(Records from a data collection)
------------------------------------------------
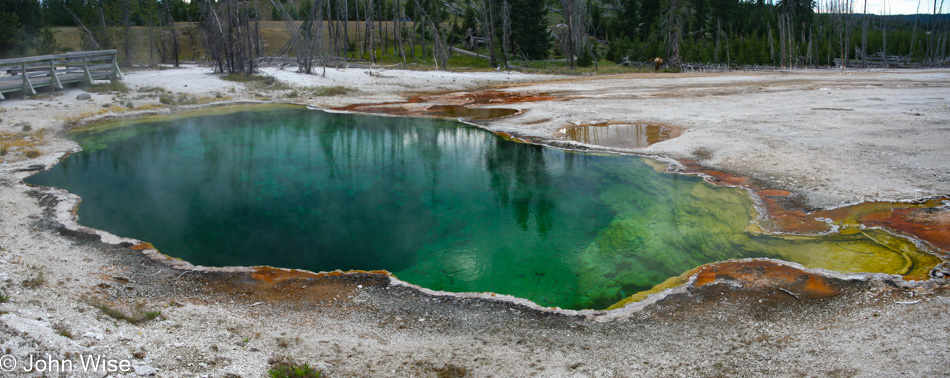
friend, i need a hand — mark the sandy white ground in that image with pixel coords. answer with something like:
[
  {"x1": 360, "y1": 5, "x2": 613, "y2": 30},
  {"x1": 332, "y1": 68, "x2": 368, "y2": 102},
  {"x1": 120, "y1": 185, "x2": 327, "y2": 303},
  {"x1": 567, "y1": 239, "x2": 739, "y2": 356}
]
[{"x1": 0, "y1": 65, "x2": 947, "y2": 376}]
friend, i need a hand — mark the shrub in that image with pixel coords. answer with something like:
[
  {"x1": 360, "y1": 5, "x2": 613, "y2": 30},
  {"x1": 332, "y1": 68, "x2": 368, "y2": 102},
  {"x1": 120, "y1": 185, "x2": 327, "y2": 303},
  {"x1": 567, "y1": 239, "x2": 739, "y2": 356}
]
[
  {"x1": 88, "y1": 299, "x2": 162, "y2": 325},
  {"x1": 692, "y1": 147, "x2": 713, "y2": 161},
  {"x1": 267, "y1": 357, "x2": 321, "y2": 378},
  {"x1": 22, "y1": 271, "x2": 44, "y2": 288},
  {"x1": 85, "y1": 81, "x2": 129, "y2": 94},
  {"x1": 312, "y1": 86, "x2": 350, "y2": 96},
  {"x1": 53, "y1": 322, "x2": 73, "y2": 339},
  {"x1": 224, "y1": 74, "x2": 292, "y2": 91}
]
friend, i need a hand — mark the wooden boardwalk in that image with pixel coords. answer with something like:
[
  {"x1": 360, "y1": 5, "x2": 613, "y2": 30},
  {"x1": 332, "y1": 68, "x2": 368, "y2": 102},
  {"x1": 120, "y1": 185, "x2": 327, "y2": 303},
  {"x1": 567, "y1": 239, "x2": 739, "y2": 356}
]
[{"x1": 0, "y1": 50, "x2": 122, "y2": 100}]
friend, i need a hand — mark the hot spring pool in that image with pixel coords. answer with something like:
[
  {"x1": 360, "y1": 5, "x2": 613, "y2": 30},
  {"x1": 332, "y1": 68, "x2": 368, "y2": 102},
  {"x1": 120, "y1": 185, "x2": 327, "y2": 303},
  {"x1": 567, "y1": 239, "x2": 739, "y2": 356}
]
[{"x1": 27, "y1": 104, "x2": 940, "y2": 309}]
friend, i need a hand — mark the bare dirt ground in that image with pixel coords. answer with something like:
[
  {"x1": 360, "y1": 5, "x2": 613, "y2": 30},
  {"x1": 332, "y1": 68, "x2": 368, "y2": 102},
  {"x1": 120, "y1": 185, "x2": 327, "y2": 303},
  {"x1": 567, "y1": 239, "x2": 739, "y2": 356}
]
[{"x1": 0, "y1": 65, "x2": 948, "y2": 376}]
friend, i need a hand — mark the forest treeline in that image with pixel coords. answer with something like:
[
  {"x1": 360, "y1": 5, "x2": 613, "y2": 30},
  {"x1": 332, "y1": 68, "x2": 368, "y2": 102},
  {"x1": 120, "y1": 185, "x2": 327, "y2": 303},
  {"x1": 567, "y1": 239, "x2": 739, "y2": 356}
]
[{"x1": 1, "y1": 0, "x2": 948, "y2": 72}]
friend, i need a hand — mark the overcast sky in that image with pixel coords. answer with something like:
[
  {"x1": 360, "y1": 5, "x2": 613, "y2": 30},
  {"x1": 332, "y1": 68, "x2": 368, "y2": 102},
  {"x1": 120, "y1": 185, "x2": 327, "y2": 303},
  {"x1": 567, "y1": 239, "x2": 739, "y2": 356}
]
[{"x1": 839, "y1": 0, "x2": 949, "y2": 15}]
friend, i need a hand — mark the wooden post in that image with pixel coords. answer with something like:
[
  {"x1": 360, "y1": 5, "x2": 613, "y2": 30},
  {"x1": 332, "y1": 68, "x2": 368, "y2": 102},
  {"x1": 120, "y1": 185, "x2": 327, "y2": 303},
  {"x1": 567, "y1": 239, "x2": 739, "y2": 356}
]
[
  {"x1": 21, "y1": 62, "x2": 36, "y2": 95},
  {"x1": 83, "y1": 56, "x2": 94, "y2": 83},
  {"x1": 111, "y1": 52, "x2": 123, "y2": 79},
  {"x1": 50, "y1": 58, "x2": 63, "y2": 89}
]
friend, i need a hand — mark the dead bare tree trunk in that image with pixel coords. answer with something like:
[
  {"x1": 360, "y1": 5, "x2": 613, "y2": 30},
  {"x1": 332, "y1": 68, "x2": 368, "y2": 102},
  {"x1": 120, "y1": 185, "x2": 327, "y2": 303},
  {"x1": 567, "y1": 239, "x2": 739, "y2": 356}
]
[
  {"x1": 201, "y1": 3, "x2": 226, "y2": 72},
  {"x1": 378, "y1": 0, "x2": 386, "y2": 58},
  {"x1": 163, "y1": 0, "x2": 180, "y2": 67},
  {"x1": 909, "y1": 0, "x2": 921, "y2": 61},
  {"x1": 394, "y1": 1, "x2": 406, "y2": 61},
  {"x1": 200, "y1": 0, "x2": 259, "y2": 74},
  {"x1": 408, "y1": 4, "x2": 417, "y2": 59},
  {"x1": 882, "y1": 16, "x2": 887, "y2": 66},
  {"x1": 122, "y1": 0, "x2": 132, "y2": 66},
  {"x1": 304, "y1": 0, "x2": 328, "y2": 75},
  {"x1": 501, "y1": 0, "x2": 511, "y2": 69},
  {"x1": 664, "y1": 0, "x2": 682, "y2": 68},
  {"x1": 354, "y1": 0, "x2": 364, "y2": 59},
  {"x1": 767, "y1": 21, "x2": 775, "y2": 64},
  {"x1": 559, "y1": 0, "x2": 586, "y2": 68},
  {"x1": 715, "y1": 18, "x2": 724, "y2": 64},
  {"x1": 254, "y1": 0, "x2": 263, "y2": 57},
  {"x1": 96, "y1": 0, "x2": 113, "y2": 49},
  {"x1": 807, "y1": 27, "x2": 814, "y2": 67},
  {"x1": 787, "y1": 13, "x2": 794, "y2": 67},
  {"x1": 926, "y1": 0, "x2": 947, "y2": 65},
  {"x1": 860, "y1": 0, "x2": 868, "y2": 66},
  {"x1": 479, "y1": 0, "x2": 497, "y2": 65},
  {"x1": 412, "y1": 0, "x2": 449, "y2": 68},
  {"x1": 66, "y1": 7, "x2": 100, "y2": 50},
  {"x1": 271, "y1": 0, "x2": 312, "y2": 72},
  {"x1": 365, "y1": 0, "x2": 377, "y2": 63},
  {"x1": 829, "y1": 0, "x2": 854, "y2": 68},
  {"x1": 341, "y1": 0, "x2": 356, "y2": 60}
]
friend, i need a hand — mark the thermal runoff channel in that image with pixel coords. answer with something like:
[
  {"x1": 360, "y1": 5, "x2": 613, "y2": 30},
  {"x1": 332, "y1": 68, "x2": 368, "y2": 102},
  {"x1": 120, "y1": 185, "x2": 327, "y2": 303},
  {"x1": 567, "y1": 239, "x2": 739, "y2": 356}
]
[{"x1": 28, "y1": 105, "x2": 940, "y2": 310}]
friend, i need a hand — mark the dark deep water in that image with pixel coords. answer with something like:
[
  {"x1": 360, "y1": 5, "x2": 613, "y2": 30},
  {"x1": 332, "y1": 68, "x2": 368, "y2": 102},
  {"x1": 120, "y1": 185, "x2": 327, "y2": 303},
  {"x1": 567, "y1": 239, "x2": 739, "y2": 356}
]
[{"x1": 27, "y1": 105, "x2": 939, "y2": 309}]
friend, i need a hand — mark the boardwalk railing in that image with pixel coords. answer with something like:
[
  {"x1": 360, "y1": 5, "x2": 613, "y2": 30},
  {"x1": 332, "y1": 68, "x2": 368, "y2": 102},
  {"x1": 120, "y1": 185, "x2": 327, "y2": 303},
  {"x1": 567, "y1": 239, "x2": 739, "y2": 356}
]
[{"x1": 0, "y1": 50, "x2": 122, "y2": 100}]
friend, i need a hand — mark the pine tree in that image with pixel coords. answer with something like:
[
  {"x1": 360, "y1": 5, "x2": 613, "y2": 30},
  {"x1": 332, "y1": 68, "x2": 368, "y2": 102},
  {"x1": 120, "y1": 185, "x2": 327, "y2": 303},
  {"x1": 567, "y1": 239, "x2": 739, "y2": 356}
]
[
  {"x1": 509, "y1": 0, "x2": 549, "y2": 59},
  {"x1": 36, "y1": 26, "x2": 60, "y2": 54},
  {"x1": 0, "y1": 0, "x2": 42, "y2": 34},
  {"x1": 0, "y1": 11, "x2": 25, "y2": 57},
  {"x1": 299, "y1": 0, "x2": 312, "y2": 20}
]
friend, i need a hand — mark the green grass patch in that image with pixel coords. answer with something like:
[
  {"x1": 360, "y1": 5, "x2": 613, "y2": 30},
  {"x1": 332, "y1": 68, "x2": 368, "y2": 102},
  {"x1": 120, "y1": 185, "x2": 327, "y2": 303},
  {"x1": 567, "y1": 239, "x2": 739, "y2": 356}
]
[
  {"x1": 21, "y1": 271, "x2": 45, "y2": 288},
  {"x1": 52, "y1": 322, "x2": 73, "y2": 339},
  {"x1": 138, "y1": 86, "x2": 168, "y2": 93},
  {"x1": 84, "y1": 80, "x2": 129, "y2": 94},
  {"x1": 159, "y1": 93, "x2": 199, "y2": 106},
  {"x1": 311, "y1": 86, "x2": 350, "y2": 96},
  {"x1": 88, "y1": 299, "x2": 162, "y2": 325},
  {"x1": 24, "y1": 149, "x2": 41, "y2": 159},
  {"x1": 267, "y1": 357, "x2": 321, "y2": 378},
  {"x1": 28, "y1": 92, "x2": 62, "y2": 101},
  {"x1": 224, "y1": 74, "x2": 293, "y2": 91}
]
------------------------------------------------
Across the data, pull every line containing the string "bare".

▸ Written response
friend, i need a hand — mark the bare dirt ground in that image with pixel coords. answer with something like:
friend, i need a hand — mark the dead bare tree trunk in that image with pixel coords. answer with something like:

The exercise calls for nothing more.